▶

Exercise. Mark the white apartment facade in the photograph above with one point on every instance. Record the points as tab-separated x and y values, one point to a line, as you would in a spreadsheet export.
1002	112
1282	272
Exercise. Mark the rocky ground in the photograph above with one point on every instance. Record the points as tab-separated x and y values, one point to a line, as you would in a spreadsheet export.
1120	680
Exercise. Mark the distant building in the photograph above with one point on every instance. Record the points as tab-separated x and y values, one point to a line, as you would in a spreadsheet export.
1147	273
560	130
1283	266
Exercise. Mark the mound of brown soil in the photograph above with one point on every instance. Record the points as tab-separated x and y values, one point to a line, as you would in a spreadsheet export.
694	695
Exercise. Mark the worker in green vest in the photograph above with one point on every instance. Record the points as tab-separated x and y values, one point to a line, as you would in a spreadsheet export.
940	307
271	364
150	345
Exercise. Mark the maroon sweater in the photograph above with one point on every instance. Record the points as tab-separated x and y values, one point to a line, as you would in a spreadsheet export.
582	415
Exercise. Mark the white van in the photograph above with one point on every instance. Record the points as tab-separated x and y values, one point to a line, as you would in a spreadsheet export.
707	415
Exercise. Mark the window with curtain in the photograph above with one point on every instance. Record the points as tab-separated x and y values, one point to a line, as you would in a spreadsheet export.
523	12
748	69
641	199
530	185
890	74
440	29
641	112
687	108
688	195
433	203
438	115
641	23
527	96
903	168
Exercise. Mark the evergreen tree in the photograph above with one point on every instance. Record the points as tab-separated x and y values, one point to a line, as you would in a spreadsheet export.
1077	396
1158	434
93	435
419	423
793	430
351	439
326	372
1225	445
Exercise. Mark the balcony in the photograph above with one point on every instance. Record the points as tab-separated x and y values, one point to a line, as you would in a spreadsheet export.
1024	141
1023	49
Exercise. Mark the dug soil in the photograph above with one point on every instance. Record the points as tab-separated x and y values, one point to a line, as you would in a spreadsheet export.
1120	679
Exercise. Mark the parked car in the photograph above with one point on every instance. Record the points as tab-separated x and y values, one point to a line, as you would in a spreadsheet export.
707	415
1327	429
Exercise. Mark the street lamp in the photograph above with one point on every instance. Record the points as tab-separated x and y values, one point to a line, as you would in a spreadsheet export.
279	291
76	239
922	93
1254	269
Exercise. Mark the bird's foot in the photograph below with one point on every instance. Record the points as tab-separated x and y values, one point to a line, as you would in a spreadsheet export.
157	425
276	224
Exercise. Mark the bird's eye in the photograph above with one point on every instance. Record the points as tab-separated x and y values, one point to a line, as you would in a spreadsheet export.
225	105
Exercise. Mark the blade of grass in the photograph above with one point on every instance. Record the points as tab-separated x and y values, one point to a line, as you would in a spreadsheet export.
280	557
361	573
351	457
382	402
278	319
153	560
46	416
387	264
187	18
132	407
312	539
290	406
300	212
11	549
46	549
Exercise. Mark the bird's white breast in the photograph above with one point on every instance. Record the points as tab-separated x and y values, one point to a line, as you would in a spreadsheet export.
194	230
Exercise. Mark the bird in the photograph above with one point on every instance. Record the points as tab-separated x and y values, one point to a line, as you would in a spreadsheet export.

◀

**Required work**
Word for word, set down all of the material.

**Your solution**
Exercise. Mark the white apartment facade in the photograph above with one point on every instance. Record the points as tab-separated x and y values, one point to a line, as you would in a spreadsheet export.
1002	112
1282	272
Exercise. Mark the rocky ground in the photograph above with one point on every instance. Record the points as tab-separated x and y values, one point to a line, as you would in a spreadsheet export.
1120	680
Exercise. Mark the distant building in the photograph above with one point on every instance. Record the points as tab-separated x and y values, one point to a line, as you would in a spreadsheet export.
1147	273
560	130
1283	266
Exercise. Mark the mound of brown soil in the photograph above with one point on every instance. Record the points as tab-separated x and y values, one point to a line, as you would in a spreadsheet export.
694	695
Exercise. Mark the worker in green vest in the photograph above with one point on every instance. Record the points as tab-separated x and y values, one point to a line, as you would in a spreadsheet export.
940	307
271	364
150	345
Exercise. Mark the maroon sweater in the photograph above with one point on every instance. Record the points as tab-separated x and y values, one point to a line, as you would in a spreadsheet export.
582	415
Exercise. Mark the white van in the photograph above with one point on every instance. Record the points as tab-separated x and y values, one point to a line, as you would in a spreadsheet export.
707	415
Exercise. Mark the window with curtain in the photograph above with one point on every instance. Record the points as tab-separated x and y values, one point to a line, as you would in a spreadsheet export.
523	12
748	69
641	199
530	185
890	74
440	29
641	112
687	108
688	195
433	203
438	115
641	23
527	96
903	168
Exercise. Mark the evergreen tree in the photograph above with one point on every instance. Record the points as tab-separated x and y values, one point to a line, as you would in a spreadsheet export.
1077	396
1158	434
93	435
419	423
793	430
351	439
326	372
1225	445
Exercise. Mark the balcony in the photograph above with one point on every instance. Record the points as tab-separated x and y values, one point to a line, as you would in a spreadsheet export.
1024	141
1023	49
Exercise. Mark the dug soil in the photograph above with one point on every instance. Record the points as tab-separated x and y values, one point to a line, as you would in a spreadsheet export.
1120	679
Exercise. Mark the parked car in the photograph above with one point on every instance. Record the points as tab-separated x and y values, one point to a line, as you would in a spreadsheet export.
707	415
1327	429
Exercise. Mark the street lamp in the photograph above with one point on every instance. Record the points as tab-separated x and y values, one point to a line, as you would in a spreadsheet export.
279	291
76	239
922	93
1254	269
Exercise. Mark the bird's foot in the photograph below with one point on every instance. Record the points as tab-separated x and y values, one point to a line, as you would in a spreadsheet export.
157	425
276	224
Exercise. Mark the bird's eye in the photograph above with one point on every instance. Record the points as tab-separated x and y values, one point to a line, as you would in a spreadsheet export.
225	105
Exercise. Mark the blade of grass in the photograph above with one point on every instance. Record the points as tab-separated x and y values, one point to a line, as you would in a spreadsheet export.
280	557
361	573
351	457
382	402
278	319
153	560
46	416
387	264
187	18
132	407
312	539
290	406
300	212
11	549
46	549
Exercise. Mark the bird's white breast in the photograph above with one point on every instance. Record the points as tab-separated x and y values, one point to a line, as you would in a spreadsheet export.
194	230
Exercise. Mark the bird in the photograph above with one point on every instance. Record the points as tab-separated x and y values, one point to a line, as you would in a spreadsheet export.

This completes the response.